(Natural-language object grounding data)
= = =
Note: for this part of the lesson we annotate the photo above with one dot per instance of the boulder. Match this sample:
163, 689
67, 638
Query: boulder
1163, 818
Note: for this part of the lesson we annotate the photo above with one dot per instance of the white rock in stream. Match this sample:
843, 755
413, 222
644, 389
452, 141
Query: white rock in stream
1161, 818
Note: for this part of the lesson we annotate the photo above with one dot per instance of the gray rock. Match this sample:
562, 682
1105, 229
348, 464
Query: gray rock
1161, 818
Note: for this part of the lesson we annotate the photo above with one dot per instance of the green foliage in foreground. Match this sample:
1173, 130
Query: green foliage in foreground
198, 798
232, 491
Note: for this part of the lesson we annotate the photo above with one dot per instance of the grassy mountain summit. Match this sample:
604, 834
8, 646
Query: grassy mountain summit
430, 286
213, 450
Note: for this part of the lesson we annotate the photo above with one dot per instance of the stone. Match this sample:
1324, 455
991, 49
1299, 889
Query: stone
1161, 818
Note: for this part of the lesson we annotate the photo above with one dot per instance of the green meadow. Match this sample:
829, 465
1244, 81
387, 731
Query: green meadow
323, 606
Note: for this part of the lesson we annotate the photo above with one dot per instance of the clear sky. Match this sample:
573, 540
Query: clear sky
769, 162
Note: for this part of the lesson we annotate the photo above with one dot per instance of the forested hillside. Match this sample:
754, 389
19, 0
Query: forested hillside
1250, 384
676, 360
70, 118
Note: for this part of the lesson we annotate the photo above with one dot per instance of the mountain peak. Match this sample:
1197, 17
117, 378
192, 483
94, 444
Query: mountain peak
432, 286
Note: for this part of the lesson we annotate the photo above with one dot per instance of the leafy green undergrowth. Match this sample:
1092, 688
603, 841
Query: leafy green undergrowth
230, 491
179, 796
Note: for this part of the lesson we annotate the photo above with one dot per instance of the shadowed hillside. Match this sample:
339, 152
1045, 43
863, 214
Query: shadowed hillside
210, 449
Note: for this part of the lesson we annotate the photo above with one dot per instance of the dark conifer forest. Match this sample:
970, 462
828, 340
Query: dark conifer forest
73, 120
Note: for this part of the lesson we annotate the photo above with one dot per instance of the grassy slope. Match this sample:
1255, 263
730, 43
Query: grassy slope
= = =
# Description of the task:
Your answer should be one number, the count of lines above that hold "slope".

# Solution to this problem:
2